Nenhum texto traduz tão bem os sentimentos e a
personalidade de Saint-Exupéry quanto o relato da inigualável coragem de Guillaumet
em seu acidente aéreo nos Andes, em pleno inverno sul-americano. Após seu
salvamento, Antoine correu para abraçá-lo e ouvir sua primeira frase
inteligível: “O que eu fiz, te juro que nenhum animal teria feito”.
De toda a literatura francesa, a frase é uma das mais
repetidas, um clássico que resume a convicção do autor de que o homem está na
terra para superar a natureza e ultrapassar os próprios limites. Fossem quais
fossem as qualidades profissionais de Guillaumet, no fundo ele era um homem
simples e modesto, que não estava predestinado a se sobressair. Após o relato
de Saint-Exupéry sobre seu acidente nos Andes, com justa razão passou a ser considerado
por várias gerações uma figura exemplar nos âmbitos humano e moral, bem como um
modelo de valentia e determinação.
Terra dos Homens, que proclama que o homem pode vencer as
mais atrozes adversidades, iluminaria como um farol uma França entristecida
pela derrota de junho de 1940. Nos campos de prisioneiros de guerra, nos quais
havia 1,5 milhão de franceses desesperados, a aterrorizante aventura de
Guillaumet traduzia uma fabulosa mensagem, a de que a salvação pode surgir das
profundezas da noite.

--------------------

### INSTRUÇÃO DADA A:
Liste, na ordem em que aparecem, todos os nomes próprios do texto sobre Guillaumet.
### INSTRUÇÃO DADA B:
Prossiga o texto sobre Guillaumet com um novo parágrafo, começando logo depois da última frase.

(Entradas de um conjunto de dados de anotação)
--------------------

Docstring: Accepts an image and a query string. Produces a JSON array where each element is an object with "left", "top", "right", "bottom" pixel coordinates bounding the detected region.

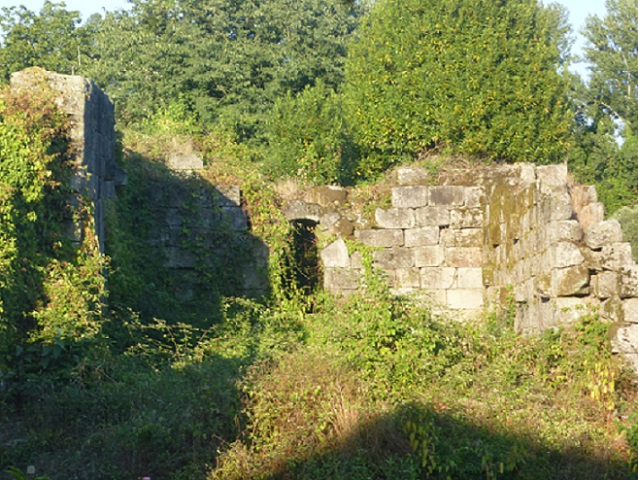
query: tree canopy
[
  {"left": 82, "top": 0, "right": 361, "bottom": 138},
  {"left": 570, "top": 0, "right": 638, "bottom": 212},
  {"left": 345, "top": 0, "right": 572, "bottom": 163},
  {"left": 0, "top": 0, "right": 93, "bottom": 81}
]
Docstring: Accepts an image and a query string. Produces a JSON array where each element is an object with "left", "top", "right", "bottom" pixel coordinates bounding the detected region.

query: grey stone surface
[
  {"left": 548, "top": 242, "right": 585, "bottom": 268},
  {"left": 415, "top": 205, "right": 450, "bottom": 227},
  {"left": 404, "top": 227, "right": 439, "bottom": 247},
  {"left": 374, "top": 208, "right": 415, "bottom": 228},
  {"left": 421, "top": 267, "right": 456, "bottom": 290},
  {"left": 601, "top": 242, "right": 633, "bottom": 271},
  {"left": 624, "top": 265, "right": 638, "bottom": 298},
  {"left": 414, "top": 245, "right": 445, "bottom": 267},
  {"left": 441, "top": 228, "right": 483, "bottom": 247},
  {"left": 397, "top": 167, "right": 428, "bottom": 186},
  {"left": 545, "top": 220, "right": 583, "bottom": 245},
  {"left": 592, "top": 271, "right": 618, "bottom": 299},
  {"left": 445, "top": 247, "right": 482, "bottom": 268},
  {"left": 355, "top": 229, "right": 403, "bottom": 247},
  {"left": 284, "top": 200, "right": 322, "bottom": 223},
  {"left": 552, "top": 263, "right": 589, "bottom": 297},
  {"left": 306, "top": 185, "right": 348, "bottom": 207},
  {"left": 578, "top": 202, "right": 605, "bottom": 232},
  {"left": 320, "top": 238, "right": 350, "bottom": 268},
  {"left": 450, "top": 207, "right": 485, "bottom": 229},
  {"left": 372, "top": 247, "right": 414, "bottom": 270},
  {"left": 428, "top": 186, "right": 465, "bottom": 206},
  {"left": 585, "top": 219, "right": 622, "bottom": 250},
  {"left": 447, "top": 288, "right": 484, "bottom": 310}
]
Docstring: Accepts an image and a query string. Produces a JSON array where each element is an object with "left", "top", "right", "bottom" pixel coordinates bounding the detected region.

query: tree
[
  {"left": 0, "top": 1, "right": 92, "bottom": 81},
  {"left": 569, "top": 0, "right": 638, "bottom": 213},
  {"left": 345, "top": 0, "right": 572, "bottom": 171}
]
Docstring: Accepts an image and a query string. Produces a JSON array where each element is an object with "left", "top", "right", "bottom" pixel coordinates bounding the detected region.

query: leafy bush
[
  {"left": 266, "top": 81, "right": 355, "bottom": 184},
  {"left": 612, "top": 205, "right": 638, "bottom": 262},
  {"left": 344, "top": 0, "right": 572, "bottom": 168}
]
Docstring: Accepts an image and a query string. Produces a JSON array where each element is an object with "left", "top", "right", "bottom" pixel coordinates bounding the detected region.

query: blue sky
[{"left": 0, "top": 0, "right": 605, "bottom": 73}]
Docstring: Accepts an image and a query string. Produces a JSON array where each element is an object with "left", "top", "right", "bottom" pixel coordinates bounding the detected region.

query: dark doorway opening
[{"left": 292, "top": 219, "right": 322, "bottom": 293}]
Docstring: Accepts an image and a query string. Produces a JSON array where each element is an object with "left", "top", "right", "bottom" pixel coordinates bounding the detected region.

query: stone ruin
[
  {"left": 11, "top": 68, "right": 638, "bottom": 370},
  {"left": 286, "top": 164, "right": 638, "bottom": 369},
  {"left": 11, "top": 69, "right": 127, "bottom": 253}
]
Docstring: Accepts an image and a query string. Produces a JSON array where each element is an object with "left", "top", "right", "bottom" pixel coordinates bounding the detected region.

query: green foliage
[
  {"left": 85, "top": 0, "right": 360, "bottom": 139},
  {"left": 0, "top": 79, "right": 105, "bottom": 388},
  {"left": 0, "top": 0, "right": 95, "bottom": 81},
  {"left": 344, "top": 0, "right": 571, "bottom": 170},
  {"left": 266, "top": 80, "right": 355, "bottom": 184},
  {"left": 569, "top": 0, "right": 638, "bottom": 213},
  {"left": 613, "top": 206, "right": 638, "bottom": 261}
]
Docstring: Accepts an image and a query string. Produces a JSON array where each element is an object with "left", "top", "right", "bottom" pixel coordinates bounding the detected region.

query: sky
[{"left": 0, "top": 0, "right": 616, "bottom": 73}]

--------------------

### RESPOSTA A:
Saint-Exupéry, Guillaumet, Andes, Antoine, Terra dos Homens, França

### RESPOSTA B:
O sóbrio relato feito por Saint-Exupéry sobre a
ressurreição de Guillaumet e as lágrimas que rolaram espontaneamente quando os
dois homens se abraçaram com alívio, não é apenas um trecho literário
comovente. Também é um excelente exemplo de reportagem, tão exato quanto
preciso, escrito cerca de dez anos após o acontecimento. Há muito tempo
Saint-Exupéry adquirira o hábito de fazer anotações detalhadas, e isso explica
por que a maior parte do relato está escrita na primeira pessoa. Ele passou
horas à cabeceira do amigo, escutando seu monólogo entrecortado por sonos perturbados
por terríveis pesadelos.
Também leu o relatório oficial redigido por Guillaumet
alguns dias após a provação que durara uma semana. Numa carta, ilustrada com
uma caricatura de Guillaumet de pé no cume de uma montanha, Saint-Exupéry
qualifica o relatório de “assombroso” e sugere que o amigo se candidate a uma
vaga na Academia Francesa.
Esse relatório, embora não tenha as qualidades literárias
de Terra dos Homens, contém uma quantidade de informações ignoradas por
Saint-Exupéry, que prefere frisar mais a resistência humana que o lado
dramático da aventura. É evidente que Guillaumet não tinha nenhuma intenção de
brincar com as emoções, mas a sobriedade de sua versão é tão emocionante quanto
o relato de Terra dos Homens. Por mais incrível que possa parecer, o voo da
sexta-feira 13 de junho de 1930 era a 92a travessia dos Andes
efetuada por Guillaumet. Apesar da necessidade de ir em busca de correntes
ascendentes para os aviões poderem sobrevoar as montanhas de mais de 7.000
metros, Guillaumet, como era um piloto muito experiente, só sofrera dois
acidentes sérios durante a rotina do transporte do correio de Santiago do Chile
a Buenos Aires.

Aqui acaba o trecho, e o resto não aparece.